» **WHAT YOU SHOULD DO**
Read through the records. Copy each line that has the word "promenade".

» **MATERIAL TO PROCESS**

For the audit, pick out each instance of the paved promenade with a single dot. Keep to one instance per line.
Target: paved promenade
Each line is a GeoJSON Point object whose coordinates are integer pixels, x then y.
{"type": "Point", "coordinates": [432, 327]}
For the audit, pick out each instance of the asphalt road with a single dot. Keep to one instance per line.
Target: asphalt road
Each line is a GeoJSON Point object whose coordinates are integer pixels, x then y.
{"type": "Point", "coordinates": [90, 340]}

» **RESULT**
For the audit, pick out each instance of the paved promenade with a single dot. Keep to one instance per line.
Target: paved promenade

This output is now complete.